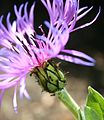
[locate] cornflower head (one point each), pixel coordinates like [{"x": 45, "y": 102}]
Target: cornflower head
[{"x": 24, "y": 52}]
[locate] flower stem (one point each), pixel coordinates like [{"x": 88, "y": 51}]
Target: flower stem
[{"x": 68, "y": 101}]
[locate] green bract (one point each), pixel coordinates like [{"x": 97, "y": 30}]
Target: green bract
[{"x": 50, "y": 78}]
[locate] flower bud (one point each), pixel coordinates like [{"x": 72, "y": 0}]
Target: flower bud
[{"x": 50, "y": 78}]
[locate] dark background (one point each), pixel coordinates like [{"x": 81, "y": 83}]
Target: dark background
[{"x": 89, "y": 40}]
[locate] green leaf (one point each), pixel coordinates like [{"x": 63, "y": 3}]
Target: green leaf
[
  {"x": 91, "y": 114},
  {"x": 95, "y": 103}
]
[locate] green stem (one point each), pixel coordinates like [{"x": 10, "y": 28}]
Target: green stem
[{"x": 69, "y": 102}]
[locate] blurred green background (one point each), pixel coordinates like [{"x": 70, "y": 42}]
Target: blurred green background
[{"x": 42, "y": 106}]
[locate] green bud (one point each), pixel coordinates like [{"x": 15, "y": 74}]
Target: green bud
[{"x": 50, "y": 78}]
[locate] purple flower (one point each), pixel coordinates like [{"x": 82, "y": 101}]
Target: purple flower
[{"x": 22, "y": 49}]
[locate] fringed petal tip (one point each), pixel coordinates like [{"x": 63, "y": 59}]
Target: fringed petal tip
[
  {"x": 89, "y": 23},
  {"x": 77, "y": 57}
]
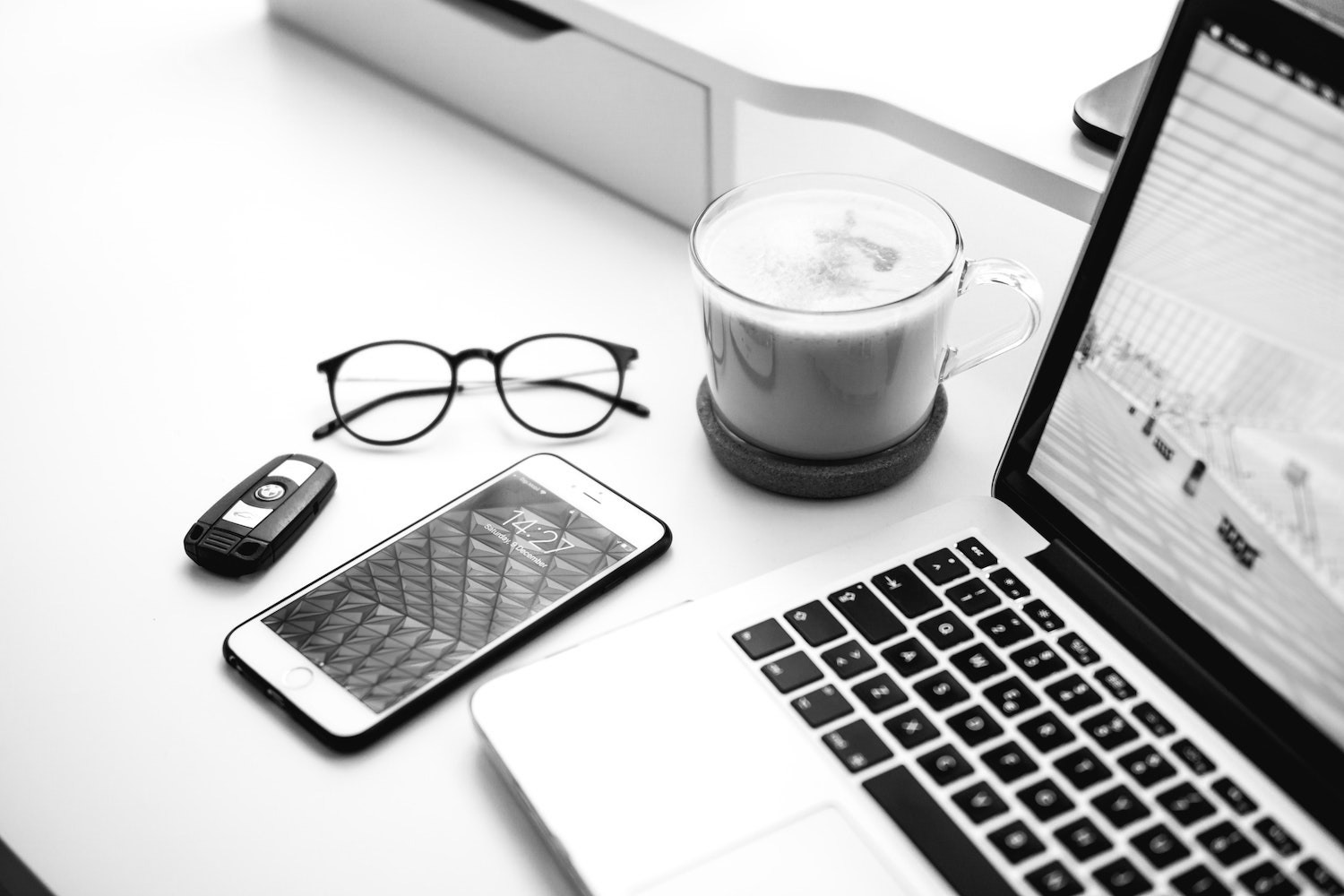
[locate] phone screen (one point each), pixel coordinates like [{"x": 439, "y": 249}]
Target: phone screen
[{"x": 421, "y": 605}]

**What you need to do:** Please edit all of the entries above so that "pixel coordinates" becomes "image coordinates" everywhere, with nothing else changed. Leave the pictures out of your answer.

**Final answer:**
[locate] cornflower head (one point each), image coordinates like [{"x": 45, "y": 102}]
Target: cornflower head
[{"x": 24, "y": 52}]
[locate] flower stem (one point each), image coordinates like [{"x": 88, "y": 51}]
Target: flower stem
[{"x": 68, "y": 101}]
[locate] green bract (one point each), image coordinates like [{"x": 97, "y": 30}]
Target: green bract
[{"x": 50, "y": 78}]
[locate] flower bud (one point each), image coordinates like [{"x": 72, "y": 0}]
Target: flower bud
[{"x": 50, "y": 78}]
[locate] dark background (one point each), image coordinates like [{"x": 81, "y": 83}]
Target: dark background
[{"x": 89, "y": 40}]
[locate] green leaf (one point each), image coordinates like [{"x": 63, "y": 3}]
Target: green leaf
[
  {"x": 91, "y": 114},
  {"x": 95, "y": 103}
]
[locate] green stem (one point each), image coordinates like [{"x": 10, "y": 28}]
Target: green stem
[{"x": 69, "y": 102}]
[locate] blurred green background (one point each), image coordinates like [{"x": 70, "y": 42}]
Target: blurred green background
[{"x": 42, "y": 106}]
[locate] green bud (one point each), image coordinates like [{"x": 15, "y": 74}]
Target: green bud
[{"x": 50, "y": 78}]
[locate] purple flower (one point each), image coordinates like [{"x": 82, "y": 101}]
Target: purple flower
[{"x": 22, "y": 49}]
[locate] fringed petal tip (one point each), image coordinates like [{"x": 63, "y": 59}]
Target: fringed petal tip
[
  {"x": 89, "y": 23},
  {"x": 77, "y": 57}
]
[locate] phone screen (one point each), image coordinates like [{"x": 439, "y": 249}]
Target: phone screen
[{"x": 421, "y": 605}]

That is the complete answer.